WORK TO COMPLETE: Format the part of the listing below that opens with the line containing "Target: dark background" and runs through the end of the listing as a numbered list, leaving out any blank lines.

RECORDS SUPPLIED:
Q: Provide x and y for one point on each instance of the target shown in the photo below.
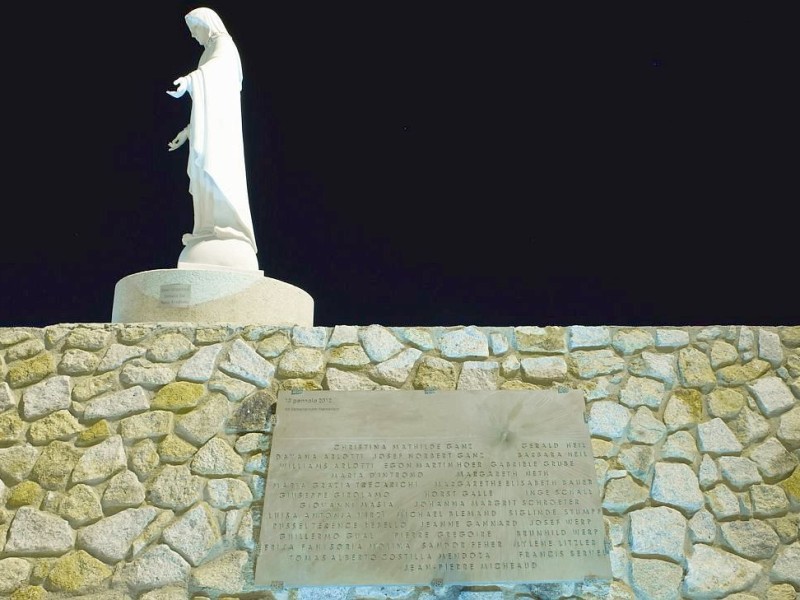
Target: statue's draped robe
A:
(217, 180)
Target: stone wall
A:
(132, 457)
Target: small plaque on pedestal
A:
(210, 296)
(416, 488)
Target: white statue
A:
(223, 228)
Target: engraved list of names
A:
(406, 487)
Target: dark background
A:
(421, 163)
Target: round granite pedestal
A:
(208, 296)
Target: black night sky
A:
(421, 163)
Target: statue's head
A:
(204, 24)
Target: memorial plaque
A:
(176, 294)
(417, 488)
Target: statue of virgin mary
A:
(223, 229)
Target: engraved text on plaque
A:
(447, 487)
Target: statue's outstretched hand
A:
(179, 140)
(183, 84)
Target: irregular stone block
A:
(540, 340)
(87, 339)
(178, 396)
(632, 341)
(498, 343)
(169, 348)
(656, 366)
(417, 337)
(658, 531)
(714, 437)
(173, 450)
(623, 494)
(715, 573)
(787, 566)
(749, 427)
(117, 355)
(656, 579)
(150, 377)
(543, 369)
(789, 428)
(301, 362)
(223, 575)
(725, 403)
(174, 488)
(592, 363)
(217, 458)
(37, 533)
(741, 374)
(123, 491)
(738, 471)
(116, 405)
(77, 572)
(311, 337)
(200, 425)
(78, 362)
(24, 350)
(60, 425)
(379, 343)
(80, 506)
(88, 388)
(46, 397)
(193, 534)
(253, 414)
(751, 539)
(708, 473)
(435, 374)
(676, 485)
(479, 375)
(768, 500)
(228, 493)
(671, 339)
(645, 428)
(722, 502)
(344, 335)
(769, 347)
(153, 424)
(581, 336)
(641, 391)
(680, 446)
(349, 357)
(158, 567)
(12, 428)
(7, 398)
(55, 463)
(772, 395)
(608, 419)
(343, 380)
(244, 363)
(13, 573)
(722, 354)
(396, 370)
(200, 367)
(100, 462)
(234, 389)
(773, 460)
(638, 461)
(16, 462)
(702, 527)
(464, 344)
(30, 371)
(695, 370)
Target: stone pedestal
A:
(210, 296)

EXERCISE SOLUTION:
1. Target: dark background
2. A:
3. (421, 163)
4. Target: round granite pedestal
5. A:
6. (208, 296)
7. Target: black night sky
8. A:
9. (421, 163)
10. Target: statue's head
11. A:
12. (204, 24)
13. Target: memorial plaque
14. A:
15. (176, 294)
16. (417, 488)
17. Target: statue of virgin mary
18. A:
19. (223, 229)
20. Target: engraved text on plaque
21. A:
22. (447, 487)
23. Target: statue's outstretched hand
24. A:
25. (179, 140)
26. (183, 84)
27. Target: irregular stone block
28. A:
29. (540, 340)
30. (87, 339)
31. (178, 396)
32. (632, 341)
33. (498, 343)
34. (169, 348)
35. (656, 366)
36. (417, 337)
37. (658, 531)
38. (714, 437)
39. (173, 450)
40. (623, 494)
41. (715, 573)
42. (787, 566)
43. (749, 427)
44. (117, 355)
45. (656, 579)
46. (150, 377)
47. (543, 369)
48. (789, 428)
49. (301, 362)
50. (223, 575)
51. (725, 403)
52. (174, 488)
53. (592, 363)
54. (217, 458)
55. (37, 533)
56. (741, 374)
57. (123, 491)
58. (738, 471)
59. (116, 405)
60. (77, 572)
61. (311, 337)
62. (200, 425)
63. (78, 362)
64. (24, 350)
65. (60, 425)
66. (379, 343)
67. (80, 506)
68. (88, 388)
69. (46, 397)
70. (193, 534)
71. (253, 414)
72. (751, 539)
73. (708, 473)
74. (435, 374)
75. (676, 485)
76. (479, 375)
77. (768, 500)
78. (228, 493)
79. (671, 339)
80. (645, 428)
81. (722, 502)
82. (344, 335)
83. (769, 347)
84. (153, 424)
85. (581, 336)
86. (641, 391)
87. (680, 446)
88. (349, 357)
89. (158, 567)
90. (12, 428)
91. (7, 398)
92. (55, 463)
93. (772, 395)
94. (608, 419)
95. (343, 380)
96. (244, 363)
97. (13, 573)
98. (722, 354)
99. (396, 370)
100. (200, 367)
101. (100, 462)
102. (234, 389)
103. (773, 460)
104. (638, 461)
105. (16, 462)
106. (702, 527)
107. (464, 344)
108. (30, 371)
109. (695, 370)
110. Target: stone pedestal
111. A:
112. (210, 296)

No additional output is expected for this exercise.